Criticism as £30-a-week disability benefit cuts go ahead
- Published
Peers have backed down in their battle with MPs over cuts to disabled people's benefits after ministers invoked special powers to push them through.
The government was twice defeated in the House of Lords over a £30 a week cut to Employment and Support Allowance (ESA) for certain claimants.
But it is set to go ahead after peers deferred to the elected Commons.
Ministers claimed "financial privilege" to assert the Commons' right to have the final say on budgetary measures.
Ministers argue the changes will encourage people to get into work, but this is strongly disputed by opponents.
The cuts in weekly support from £103 to £73, contained in the Welfare Reform and Work Bill, external, will apply to new ESA claimants in the work-related activity group, bringing the rate into line with Jobseeker's Allowance.
It will affect people who are deemed unable to work at the moment but capable of making some effort to find employment, including attending work-focused interviews and taking part in training.
Ministers argue that too few people in the category are moving into work and that while the lower benefit rate would save £55m in the first year, £60m would be spent on supporting claimants to take steps towards finding work.
'Harmful impact'
Work and Pensions minister Lord Freud acknowledged peers were only withdrawing their opposition with "great reluctance" after the Commons asserted financial privilege - its right to overrule any Lords proposal that has cost implications.

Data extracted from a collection
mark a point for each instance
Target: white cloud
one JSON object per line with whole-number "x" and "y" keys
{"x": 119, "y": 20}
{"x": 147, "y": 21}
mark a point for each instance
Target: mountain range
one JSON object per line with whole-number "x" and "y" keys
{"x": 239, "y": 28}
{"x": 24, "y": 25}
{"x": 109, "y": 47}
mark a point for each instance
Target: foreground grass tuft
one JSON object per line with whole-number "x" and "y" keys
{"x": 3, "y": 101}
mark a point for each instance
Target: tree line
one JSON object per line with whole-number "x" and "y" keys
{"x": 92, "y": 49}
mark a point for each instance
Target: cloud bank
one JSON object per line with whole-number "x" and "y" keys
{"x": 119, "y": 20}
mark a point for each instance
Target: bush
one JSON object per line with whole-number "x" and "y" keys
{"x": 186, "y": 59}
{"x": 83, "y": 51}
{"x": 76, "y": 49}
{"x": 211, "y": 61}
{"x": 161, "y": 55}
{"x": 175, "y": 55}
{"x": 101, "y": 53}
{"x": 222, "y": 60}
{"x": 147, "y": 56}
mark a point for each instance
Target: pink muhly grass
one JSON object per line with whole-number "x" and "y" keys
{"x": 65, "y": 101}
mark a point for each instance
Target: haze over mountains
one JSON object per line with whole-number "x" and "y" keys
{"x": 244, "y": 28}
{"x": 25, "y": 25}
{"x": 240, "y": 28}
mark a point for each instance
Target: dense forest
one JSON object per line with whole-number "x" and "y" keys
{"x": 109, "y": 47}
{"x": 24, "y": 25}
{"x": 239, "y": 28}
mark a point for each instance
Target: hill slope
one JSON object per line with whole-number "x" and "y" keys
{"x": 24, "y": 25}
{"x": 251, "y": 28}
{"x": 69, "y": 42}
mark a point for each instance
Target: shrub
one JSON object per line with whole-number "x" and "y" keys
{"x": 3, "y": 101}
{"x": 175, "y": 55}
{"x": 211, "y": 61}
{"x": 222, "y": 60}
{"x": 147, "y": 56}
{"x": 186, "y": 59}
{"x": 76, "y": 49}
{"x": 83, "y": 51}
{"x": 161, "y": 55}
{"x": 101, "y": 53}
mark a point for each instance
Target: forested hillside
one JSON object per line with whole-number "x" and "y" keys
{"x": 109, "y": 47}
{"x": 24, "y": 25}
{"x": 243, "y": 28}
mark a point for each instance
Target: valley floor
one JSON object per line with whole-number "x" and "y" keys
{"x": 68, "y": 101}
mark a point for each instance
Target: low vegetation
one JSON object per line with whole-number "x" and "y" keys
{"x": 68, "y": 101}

Work instructions
1. In the article on disability benefit cuts, what will the weekly Employment and Support Allowance rate be for new claimants in the work-related activity group once the cut takes effect?
2. Using the article on disability benefit cuts, explain why peers withdrew their opposition to the cut after twice defeating the government in the House of Lords.

Numbered answers
1. It will be £73 a week, down from £103.

2. Ministers claimed financial privilege, which asserts the Commons' right to have the final say on budgetary measures and to overrule any Lords proposal that has cost implications. Peers then deferred to the elected Commons, although Lord Freud acknowledged that they did so with "great reluctance."